Supplied information below:
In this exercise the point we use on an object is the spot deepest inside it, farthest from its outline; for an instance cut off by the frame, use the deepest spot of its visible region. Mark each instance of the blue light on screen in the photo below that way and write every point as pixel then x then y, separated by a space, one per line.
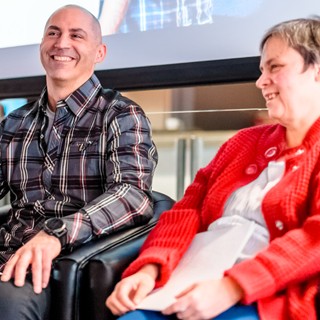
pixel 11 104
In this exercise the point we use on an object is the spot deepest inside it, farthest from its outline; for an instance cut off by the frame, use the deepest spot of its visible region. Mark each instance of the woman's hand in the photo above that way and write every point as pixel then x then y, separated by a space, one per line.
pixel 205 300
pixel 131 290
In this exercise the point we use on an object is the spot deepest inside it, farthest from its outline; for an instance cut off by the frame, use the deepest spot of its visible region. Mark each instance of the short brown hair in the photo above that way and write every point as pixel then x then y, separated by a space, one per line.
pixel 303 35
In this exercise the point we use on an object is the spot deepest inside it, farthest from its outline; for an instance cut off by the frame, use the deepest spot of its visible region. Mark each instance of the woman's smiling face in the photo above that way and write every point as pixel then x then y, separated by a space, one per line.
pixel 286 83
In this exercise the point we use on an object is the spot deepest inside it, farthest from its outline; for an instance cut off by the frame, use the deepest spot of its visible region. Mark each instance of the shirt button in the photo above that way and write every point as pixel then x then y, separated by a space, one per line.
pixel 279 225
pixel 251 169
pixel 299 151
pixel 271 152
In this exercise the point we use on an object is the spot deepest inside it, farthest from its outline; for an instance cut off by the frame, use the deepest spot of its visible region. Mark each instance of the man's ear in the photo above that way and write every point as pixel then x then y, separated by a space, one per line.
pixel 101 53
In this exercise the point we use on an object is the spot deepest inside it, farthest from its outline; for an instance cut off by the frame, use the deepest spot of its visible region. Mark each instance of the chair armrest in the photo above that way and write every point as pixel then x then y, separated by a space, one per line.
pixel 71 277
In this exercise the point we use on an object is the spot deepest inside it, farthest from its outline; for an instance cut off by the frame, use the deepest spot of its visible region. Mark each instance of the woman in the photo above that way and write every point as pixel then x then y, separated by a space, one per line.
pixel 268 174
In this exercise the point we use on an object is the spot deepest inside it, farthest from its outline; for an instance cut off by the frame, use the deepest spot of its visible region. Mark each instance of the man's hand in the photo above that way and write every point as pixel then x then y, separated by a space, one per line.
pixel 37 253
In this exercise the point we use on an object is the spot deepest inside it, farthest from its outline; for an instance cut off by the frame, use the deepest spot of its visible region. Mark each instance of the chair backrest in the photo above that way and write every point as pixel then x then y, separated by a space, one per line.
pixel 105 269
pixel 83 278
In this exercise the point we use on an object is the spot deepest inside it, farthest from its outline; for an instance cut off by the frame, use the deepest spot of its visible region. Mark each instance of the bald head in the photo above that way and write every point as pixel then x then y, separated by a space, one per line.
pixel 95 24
End of Supplied information.
Exercise goal
Type the listing above out again exactly, and omit all pictures.

Response to the exercise
In this exercise the point we use on an object is the spot deepest inside it, farthest from its outline; for an instance cut off by the frame, use the deepest spot of its visible region. Mark each instance of the blue light on screen in the photo below that way and write every point as pixel then x then y, separated by a space, one per line.
pixel 11 104
In this exercise the point we use on an object is the spot deepest inside it, farthest from its outline; for an instance cut off by the frame, use the deepest spot of its visible region. Mark each instance of the woman's hand in the photo above that way and write every point as pixel then x then y, separated by a space, one per line.
pixel 205 300
pixel 131 290
In this exercise the point we use on an object is the spot deepest inside it, farthest from its outline; for an instance cut off by the frame, use the deepest spot of its visible region. Mark each instance of the short brown hair in the photo above that way and write every point as pixel then x then y, separated by a space, one per line.
pixel 303 35
In this exercise the point we use on an object is the spot deepest inside it, farthest from its outline; for an instance cut off by the frame, use the deepest spot of its visible region. Mark each instance of the woman's smiling face in the photo above that way and write every point as pixel then x then y, separated by a space, one per line.
pixel 286 83
In this exercise the point we use on an object is the spot deepest inside it, farthest from its outline; for an instance cut off by the frame, use the deepest spot of its visible region. Mark each instance of the shirt button in the photo above that way and write every point as pixel then x then y, separated by a space, one per line.
pixel 279 225
pixel 251 169
pixel 299 151
pixel 271 152
In this exercise the point we use on an object is the spot deepest inside it, farthest from its outline; for an instance cut off by the frame, use the deepest spot of its visible region. Mark each instance of the man's ear in the photo above that way and write every point as pixel then x then y, separated by a space, one per line.
pixel 101 53
In this exercise the point we use on an object is the spot deepest inside it, farthest from its outline; for an instance cut off by the frame, use the deepest spot of its visible region. Mark each instance of the chair armrest in the photo above that way and write every point as pixel then x then y, separated by a space, one per line.
pixel 71 277
In this exercise the point we use on an object is the spot deepest inside it, farthest from its outline; for an instance cut off by the frame, use the deepest spot of its visible region. Mark each instance of the woman in the photo above that way and write every point as pixel then x then y, separated by a space, one per line.
pixel 268 174
In this exercise the point we use on an object is the spot deepest inside it, farthest from its outline; for an instance cut off by the frame, use the deepest spot of its visible region. Mark each instance of the man's hand in the photo above that way and write every point as pixel then x then y, separated by a space, one per line.
pixel 37 253
In this exercise the point we use on an object is the spot deepest inside it, farthest from its outline; for an instance cut off by the frame, use the deepest spot of its visible region. Mark each instance of the chair backrest in the photo above that way and write every point as pixel then x then y, separated by a space, one per line.
pixel 105 269
pixel 83 278
In this exercise the point we use on an object is the spot deepest inside it, farthest from its outline; for an instance cut off by the frame, use the deepest spot of its visible region. Mark each instance of the bald head in the photo above that way and write every point as pixel then x then y, separated by a space, one per line.
pixel 95 24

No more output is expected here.